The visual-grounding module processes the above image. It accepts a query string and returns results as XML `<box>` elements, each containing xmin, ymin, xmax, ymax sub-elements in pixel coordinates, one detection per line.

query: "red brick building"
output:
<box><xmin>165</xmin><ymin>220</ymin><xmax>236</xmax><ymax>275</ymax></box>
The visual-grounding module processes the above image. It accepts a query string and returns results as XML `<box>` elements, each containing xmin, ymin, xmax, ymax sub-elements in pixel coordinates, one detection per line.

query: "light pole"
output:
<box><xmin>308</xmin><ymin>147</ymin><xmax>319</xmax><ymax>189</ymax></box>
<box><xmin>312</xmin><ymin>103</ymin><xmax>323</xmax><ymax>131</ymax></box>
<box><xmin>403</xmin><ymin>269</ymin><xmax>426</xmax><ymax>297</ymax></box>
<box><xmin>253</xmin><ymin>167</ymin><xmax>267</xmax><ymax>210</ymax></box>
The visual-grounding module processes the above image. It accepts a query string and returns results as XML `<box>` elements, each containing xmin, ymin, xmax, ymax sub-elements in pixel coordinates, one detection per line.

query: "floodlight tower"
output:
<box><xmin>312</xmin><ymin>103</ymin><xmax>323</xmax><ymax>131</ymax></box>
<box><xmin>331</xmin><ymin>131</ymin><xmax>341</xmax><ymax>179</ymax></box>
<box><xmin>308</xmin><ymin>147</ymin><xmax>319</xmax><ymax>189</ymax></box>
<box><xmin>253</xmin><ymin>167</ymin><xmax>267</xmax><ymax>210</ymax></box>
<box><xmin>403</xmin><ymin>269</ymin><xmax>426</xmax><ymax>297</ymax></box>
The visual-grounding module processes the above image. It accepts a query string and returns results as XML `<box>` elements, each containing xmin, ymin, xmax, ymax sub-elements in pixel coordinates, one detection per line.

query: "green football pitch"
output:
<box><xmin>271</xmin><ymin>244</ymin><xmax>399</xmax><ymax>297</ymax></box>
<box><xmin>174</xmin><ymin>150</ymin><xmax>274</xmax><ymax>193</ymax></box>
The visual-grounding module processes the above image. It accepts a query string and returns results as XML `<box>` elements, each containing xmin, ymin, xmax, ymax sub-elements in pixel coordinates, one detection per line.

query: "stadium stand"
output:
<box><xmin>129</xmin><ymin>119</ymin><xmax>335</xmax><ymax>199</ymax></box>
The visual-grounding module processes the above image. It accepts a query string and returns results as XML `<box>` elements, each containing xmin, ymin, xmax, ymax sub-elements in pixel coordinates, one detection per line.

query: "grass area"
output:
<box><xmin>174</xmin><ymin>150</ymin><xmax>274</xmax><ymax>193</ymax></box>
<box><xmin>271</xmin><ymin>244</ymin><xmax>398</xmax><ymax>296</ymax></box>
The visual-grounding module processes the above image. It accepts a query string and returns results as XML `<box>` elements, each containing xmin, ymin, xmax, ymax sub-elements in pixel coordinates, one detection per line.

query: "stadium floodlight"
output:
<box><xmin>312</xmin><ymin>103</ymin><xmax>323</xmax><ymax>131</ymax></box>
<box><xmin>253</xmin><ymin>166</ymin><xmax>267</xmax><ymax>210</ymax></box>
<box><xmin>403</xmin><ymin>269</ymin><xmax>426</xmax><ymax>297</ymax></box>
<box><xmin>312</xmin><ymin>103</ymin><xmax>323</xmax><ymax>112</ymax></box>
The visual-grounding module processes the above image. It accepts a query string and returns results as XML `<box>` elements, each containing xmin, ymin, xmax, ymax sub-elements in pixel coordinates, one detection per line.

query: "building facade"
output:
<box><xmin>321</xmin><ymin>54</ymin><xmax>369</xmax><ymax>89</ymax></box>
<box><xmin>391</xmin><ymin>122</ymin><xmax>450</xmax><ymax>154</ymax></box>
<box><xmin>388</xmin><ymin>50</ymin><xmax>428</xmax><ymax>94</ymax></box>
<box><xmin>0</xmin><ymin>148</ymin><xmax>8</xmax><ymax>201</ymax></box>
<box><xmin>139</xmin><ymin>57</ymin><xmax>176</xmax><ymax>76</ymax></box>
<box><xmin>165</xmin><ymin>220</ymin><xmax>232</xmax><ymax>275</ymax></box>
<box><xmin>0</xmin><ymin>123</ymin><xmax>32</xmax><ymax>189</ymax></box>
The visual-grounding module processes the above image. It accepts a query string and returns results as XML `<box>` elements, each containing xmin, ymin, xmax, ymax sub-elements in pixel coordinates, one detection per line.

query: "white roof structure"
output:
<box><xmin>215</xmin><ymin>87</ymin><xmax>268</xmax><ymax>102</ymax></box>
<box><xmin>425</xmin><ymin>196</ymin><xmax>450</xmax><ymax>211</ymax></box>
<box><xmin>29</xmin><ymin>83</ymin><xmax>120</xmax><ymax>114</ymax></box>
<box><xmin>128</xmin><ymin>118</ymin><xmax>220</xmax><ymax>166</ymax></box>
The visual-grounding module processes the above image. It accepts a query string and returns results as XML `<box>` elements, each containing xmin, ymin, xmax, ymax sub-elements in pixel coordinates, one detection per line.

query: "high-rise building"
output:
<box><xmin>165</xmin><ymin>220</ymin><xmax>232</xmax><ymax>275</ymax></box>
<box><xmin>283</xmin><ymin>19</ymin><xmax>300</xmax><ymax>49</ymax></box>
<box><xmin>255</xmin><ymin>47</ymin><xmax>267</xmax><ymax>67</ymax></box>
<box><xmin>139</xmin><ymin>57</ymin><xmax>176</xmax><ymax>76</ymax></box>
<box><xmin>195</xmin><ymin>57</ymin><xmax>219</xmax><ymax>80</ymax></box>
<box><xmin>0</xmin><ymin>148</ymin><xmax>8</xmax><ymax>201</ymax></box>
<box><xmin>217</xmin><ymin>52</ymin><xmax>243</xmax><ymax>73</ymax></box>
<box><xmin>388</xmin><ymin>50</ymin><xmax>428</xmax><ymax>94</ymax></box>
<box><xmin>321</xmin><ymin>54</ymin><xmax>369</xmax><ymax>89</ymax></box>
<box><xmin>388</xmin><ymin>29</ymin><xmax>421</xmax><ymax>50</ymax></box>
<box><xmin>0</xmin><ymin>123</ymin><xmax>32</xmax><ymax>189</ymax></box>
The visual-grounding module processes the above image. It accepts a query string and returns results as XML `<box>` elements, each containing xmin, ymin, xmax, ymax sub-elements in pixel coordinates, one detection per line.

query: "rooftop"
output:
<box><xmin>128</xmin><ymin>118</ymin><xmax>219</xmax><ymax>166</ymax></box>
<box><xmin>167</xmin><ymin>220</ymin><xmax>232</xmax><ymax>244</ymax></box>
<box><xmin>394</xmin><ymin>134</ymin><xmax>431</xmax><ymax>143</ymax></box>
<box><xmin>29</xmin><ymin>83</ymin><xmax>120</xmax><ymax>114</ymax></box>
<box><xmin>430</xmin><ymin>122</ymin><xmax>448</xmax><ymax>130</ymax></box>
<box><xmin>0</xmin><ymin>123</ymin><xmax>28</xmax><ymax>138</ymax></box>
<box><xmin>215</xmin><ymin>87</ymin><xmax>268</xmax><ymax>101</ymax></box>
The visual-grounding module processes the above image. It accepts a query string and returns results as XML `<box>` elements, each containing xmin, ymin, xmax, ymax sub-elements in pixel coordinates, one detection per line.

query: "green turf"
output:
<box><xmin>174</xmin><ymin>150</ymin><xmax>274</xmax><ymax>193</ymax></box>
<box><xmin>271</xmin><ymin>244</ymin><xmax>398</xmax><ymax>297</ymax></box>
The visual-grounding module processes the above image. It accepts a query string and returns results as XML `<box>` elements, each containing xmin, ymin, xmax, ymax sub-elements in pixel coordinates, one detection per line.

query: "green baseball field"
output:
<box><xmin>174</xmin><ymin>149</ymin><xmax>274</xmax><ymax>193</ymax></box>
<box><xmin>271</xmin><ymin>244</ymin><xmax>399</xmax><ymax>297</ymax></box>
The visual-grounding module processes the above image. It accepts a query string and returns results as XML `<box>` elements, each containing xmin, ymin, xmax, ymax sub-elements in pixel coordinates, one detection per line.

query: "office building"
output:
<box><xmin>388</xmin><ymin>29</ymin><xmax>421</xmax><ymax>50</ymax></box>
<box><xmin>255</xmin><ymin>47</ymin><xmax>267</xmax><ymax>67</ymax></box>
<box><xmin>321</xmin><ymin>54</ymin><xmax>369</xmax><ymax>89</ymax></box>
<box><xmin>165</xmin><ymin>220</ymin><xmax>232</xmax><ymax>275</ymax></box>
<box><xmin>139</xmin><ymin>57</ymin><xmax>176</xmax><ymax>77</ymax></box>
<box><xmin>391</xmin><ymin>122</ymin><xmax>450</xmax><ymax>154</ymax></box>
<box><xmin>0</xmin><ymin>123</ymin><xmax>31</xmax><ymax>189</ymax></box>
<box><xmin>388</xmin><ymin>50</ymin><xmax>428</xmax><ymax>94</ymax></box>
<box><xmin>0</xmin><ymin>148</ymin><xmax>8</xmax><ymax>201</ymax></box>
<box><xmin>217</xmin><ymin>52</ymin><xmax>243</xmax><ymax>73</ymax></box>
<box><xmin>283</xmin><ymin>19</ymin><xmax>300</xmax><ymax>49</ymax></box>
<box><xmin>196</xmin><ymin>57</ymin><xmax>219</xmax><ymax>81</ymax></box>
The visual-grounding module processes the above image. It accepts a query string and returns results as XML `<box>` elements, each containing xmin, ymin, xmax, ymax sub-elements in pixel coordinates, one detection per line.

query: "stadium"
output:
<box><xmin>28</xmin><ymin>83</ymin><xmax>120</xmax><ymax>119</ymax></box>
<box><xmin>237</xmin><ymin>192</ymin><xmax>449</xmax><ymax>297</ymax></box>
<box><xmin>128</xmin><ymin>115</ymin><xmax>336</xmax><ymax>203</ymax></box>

# PROBLEM REQUIREMENTS
Locate each line in the material above that contains the string "stadium", and copy those lines out.

# ANSWER TO THIS PROBLEM
query: "stadium stand"
query: "stadium floodlight"
query: "stadium"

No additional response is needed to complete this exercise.